PROBLEM DESCRIPTION >> Pick out each line of the records below that has the word "positive" in it, and copy those lines in their original order.

MATERIAL PROVIDED >>
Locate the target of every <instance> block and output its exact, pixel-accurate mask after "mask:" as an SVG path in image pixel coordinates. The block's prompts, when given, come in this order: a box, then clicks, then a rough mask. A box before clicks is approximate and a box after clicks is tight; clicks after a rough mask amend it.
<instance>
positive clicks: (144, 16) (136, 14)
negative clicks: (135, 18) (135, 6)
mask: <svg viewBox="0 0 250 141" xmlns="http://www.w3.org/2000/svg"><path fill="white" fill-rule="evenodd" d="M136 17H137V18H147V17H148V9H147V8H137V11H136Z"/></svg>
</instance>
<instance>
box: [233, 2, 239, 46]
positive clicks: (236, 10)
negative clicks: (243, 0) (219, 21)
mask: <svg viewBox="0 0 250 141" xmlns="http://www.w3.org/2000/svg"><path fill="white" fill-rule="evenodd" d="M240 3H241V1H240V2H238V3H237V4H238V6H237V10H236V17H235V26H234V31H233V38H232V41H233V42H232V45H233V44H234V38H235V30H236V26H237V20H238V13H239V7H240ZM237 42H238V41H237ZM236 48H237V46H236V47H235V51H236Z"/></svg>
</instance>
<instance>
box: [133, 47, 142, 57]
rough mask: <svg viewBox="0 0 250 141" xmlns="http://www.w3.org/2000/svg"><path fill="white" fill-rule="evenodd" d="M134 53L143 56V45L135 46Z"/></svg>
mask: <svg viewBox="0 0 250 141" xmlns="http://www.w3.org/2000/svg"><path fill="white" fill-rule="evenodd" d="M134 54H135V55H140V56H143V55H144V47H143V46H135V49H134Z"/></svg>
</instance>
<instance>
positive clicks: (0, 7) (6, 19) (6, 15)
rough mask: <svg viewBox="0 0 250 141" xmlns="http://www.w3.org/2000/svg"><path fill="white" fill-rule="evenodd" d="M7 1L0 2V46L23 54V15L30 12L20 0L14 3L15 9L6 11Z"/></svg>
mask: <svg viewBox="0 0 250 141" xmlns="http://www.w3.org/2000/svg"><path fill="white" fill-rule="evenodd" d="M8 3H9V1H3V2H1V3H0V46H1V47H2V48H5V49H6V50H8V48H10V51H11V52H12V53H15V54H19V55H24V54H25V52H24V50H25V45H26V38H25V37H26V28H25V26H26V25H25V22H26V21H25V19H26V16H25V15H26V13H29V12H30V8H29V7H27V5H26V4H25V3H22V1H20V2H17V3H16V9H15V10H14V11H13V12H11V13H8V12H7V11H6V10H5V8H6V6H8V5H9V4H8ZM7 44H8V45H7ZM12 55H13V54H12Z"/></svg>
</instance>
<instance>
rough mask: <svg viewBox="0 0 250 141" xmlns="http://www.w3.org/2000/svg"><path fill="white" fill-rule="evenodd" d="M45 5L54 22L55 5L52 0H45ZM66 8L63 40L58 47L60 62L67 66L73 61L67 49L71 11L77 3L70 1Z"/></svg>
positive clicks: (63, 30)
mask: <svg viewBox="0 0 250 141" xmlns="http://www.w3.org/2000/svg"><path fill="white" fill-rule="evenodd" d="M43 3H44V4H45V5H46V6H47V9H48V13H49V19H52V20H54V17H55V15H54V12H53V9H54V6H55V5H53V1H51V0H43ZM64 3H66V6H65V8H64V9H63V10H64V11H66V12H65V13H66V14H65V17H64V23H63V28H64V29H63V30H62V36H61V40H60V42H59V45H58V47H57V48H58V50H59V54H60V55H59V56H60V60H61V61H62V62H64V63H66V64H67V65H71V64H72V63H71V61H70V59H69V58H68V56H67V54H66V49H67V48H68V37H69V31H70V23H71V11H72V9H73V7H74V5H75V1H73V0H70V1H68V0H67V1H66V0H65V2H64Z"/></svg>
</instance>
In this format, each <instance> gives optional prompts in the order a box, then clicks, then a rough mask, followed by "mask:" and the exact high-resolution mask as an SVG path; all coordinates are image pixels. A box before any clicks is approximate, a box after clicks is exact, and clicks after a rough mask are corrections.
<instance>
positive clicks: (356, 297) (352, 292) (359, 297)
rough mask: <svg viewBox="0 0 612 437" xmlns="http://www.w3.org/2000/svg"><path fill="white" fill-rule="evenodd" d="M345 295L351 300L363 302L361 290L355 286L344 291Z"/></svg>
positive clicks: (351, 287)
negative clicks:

EXERCISE OUTPUT >>
positive clicks: (144, 16) (136, 14)
positive clicks: (236, 10)
positive clicks: (0, 7) (6, 19) (6, 15)
positive clicks: (63, 30)
positive clicks: (356, 297) (352, 292) (359, 297)
positive clicks: (351, 287)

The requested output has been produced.